======== Data shown

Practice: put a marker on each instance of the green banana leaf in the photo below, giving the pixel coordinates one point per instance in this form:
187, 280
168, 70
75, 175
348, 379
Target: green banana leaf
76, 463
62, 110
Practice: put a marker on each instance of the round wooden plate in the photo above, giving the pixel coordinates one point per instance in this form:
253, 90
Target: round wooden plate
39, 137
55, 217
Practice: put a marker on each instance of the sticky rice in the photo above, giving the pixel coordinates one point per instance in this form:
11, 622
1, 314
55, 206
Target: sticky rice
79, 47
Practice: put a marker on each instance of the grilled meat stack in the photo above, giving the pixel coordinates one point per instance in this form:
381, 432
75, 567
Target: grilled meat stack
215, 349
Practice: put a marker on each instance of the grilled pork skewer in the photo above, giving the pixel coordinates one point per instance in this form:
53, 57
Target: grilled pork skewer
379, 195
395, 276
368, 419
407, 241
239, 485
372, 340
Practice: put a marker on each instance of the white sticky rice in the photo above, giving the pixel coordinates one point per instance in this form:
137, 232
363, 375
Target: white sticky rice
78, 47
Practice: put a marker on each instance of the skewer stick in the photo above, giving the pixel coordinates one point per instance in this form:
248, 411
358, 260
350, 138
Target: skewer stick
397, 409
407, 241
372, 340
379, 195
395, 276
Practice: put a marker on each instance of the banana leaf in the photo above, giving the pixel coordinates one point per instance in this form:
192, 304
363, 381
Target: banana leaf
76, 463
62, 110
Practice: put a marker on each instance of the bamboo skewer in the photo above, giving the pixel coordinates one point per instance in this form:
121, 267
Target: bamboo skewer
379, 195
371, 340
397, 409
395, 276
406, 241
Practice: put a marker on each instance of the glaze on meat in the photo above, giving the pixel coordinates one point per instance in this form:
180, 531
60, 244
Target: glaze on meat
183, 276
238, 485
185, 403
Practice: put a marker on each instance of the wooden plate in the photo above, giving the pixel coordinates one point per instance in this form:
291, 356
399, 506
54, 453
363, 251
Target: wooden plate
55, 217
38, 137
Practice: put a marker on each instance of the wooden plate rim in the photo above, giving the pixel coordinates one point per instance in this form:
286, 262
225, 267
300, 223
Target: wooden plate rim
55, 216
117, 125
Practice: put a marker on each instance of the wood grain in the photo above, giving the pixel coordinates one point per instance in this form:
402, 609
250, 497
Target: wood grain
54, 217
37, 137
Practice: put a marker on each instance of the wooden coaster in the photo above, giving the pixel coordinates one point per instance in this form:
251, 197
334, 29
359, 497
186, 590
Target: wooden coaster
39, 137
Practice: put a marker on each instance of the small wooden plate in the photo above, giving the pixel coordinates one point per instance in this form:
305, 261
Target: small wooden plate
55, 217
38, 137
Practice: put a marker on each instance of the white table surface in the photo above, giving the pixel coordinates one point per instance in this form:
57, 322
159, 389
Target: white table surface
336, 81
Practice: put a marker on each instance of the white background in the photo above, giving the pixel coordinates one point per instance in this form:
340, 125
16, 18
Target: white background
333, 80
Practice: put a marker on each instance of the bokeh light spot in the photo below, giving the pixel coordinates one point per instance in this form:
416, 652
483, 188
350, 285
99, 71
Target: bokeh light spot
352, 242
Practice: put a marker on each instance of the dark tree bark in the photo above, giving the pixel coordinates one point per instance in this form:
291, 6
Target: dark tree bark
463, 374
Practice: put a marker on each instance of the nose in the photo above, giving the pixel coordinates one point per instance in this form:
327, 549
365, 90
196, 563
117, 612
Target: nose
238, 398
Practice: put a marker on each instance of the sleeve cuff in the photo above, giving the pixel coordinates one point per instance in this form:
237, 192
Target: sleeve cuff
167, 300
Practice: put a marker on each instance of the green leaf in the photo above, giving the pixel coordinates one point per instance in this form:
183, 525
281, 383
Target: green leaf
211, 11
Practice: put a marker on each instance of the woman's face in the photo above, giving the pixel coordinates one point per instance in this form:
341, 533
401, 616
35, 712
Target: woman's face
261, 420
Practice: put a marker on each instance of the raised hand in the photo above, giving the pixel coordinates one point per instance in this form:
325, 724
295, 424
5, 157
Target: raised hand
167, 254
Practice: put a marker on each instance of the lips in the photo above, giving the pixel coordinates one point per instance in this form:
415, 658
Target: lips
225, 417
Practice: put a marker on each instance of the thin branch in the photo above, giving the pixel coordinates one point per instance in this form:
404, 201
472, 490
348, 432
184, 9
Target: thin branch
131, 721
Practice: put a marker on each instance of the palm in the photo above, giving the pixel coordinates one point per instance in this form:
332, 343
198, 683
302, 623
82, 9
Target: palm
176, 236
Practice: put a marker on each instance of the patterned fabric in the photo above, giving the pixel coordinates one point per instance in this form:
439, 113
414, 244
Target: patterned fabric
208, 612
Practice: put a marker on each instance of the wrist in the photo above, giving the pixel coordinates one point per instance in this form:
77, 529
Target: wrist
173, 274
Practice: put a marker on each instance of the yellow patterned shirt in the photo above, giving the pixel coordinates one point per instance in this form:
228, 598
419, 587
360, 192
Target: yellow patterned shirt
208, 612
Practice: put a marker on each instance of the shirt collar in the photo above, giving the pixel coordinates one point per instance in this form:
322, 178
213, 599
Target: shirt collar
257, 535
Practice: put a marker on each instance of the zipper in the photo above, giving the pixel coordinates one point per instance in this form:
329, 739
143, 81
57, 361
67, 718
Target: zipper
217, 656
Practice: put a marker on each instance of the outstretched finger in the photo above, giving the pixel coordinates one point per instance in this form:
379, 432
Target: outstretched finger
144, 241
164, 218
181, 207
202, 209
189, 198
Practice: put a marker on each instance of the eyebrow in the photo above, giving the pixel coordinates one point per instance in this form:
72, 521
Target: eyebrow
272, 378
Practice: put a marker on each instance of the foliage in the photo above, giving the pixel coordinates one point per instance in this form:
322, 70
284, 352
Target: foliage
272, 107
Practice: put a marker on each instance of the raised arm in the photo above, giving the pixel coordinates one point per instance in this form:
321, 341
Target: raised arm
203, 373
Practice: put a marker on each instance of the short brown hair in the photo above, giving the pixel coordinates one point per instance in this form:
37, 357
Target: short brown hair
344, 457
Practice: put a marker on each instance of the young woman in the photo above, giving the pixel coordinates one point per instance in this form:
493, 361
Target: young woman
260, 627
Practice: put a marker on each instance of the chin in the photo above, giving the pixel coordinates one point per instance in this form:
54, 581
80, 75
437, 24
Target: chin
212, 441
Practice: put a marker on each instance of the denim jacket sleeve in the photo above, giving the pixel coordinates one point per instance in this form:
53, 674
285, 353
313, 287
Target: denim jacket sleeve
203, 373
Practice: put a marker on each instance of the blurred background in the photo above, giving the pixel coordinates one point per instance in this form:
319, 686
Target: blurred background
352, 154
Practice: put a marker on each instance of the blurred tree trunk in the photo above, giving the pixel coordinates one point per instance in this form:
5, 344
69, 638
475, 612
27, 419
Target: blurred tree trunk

================

Reproduce the lines word for word, starting at the one holding "Practice: put a marker on each instance of the foliage" and ending at the final line of the material above.

-- Answer to this problem --
Practice: put a marker on each instance of the foliage in the photo above, giving the pixel coordinates one point per instance in this form:
322, 70
284, 352
Target: foliage
272, 107
Practice: put a marker on each instance of the raised arm in the photo above, giving the pixel coordinates one point per instance in this form:
321, 341
Target: raised arm
203, 373
Practice: put a marker on each instance of the short brown hair in the photo above, giving the pixel coordinates one point per instance in this form:
37, 357
Target: short brown hair
344, 457
Practice: put a marker on each instance of the young woman in the photo above, giving the pixel coordinates one point per instance in this form:
493, 361
Target: young woman
260, 627
Practice: put a marker on each instance of the chin in the photo above, giving the pixel coordinates one point per instance in this form:
54, 581
80, 75
437, 24
Target: chin
212, 441
Practice: put a marker on each instance of the denim jacket sleeve in the photo above, giving the pixel coordinates one point per instance in this form:
53, 674
285, 353
313, 287
Target: denim jacket sleeve
203, 373
Practice: put a marker on each instance of the blurred background in the photo above, giving the pixel coordinates one point per instance in this form:
319, 686
Target: blurred background
352, 154
Practice: put a marker on each instance of the blurred tree trunk in the photo above, giving the pixel coordinates one point per instance in this form:
5, 344
69, 638
475, 612
27, 419
Target: blurred tree trunk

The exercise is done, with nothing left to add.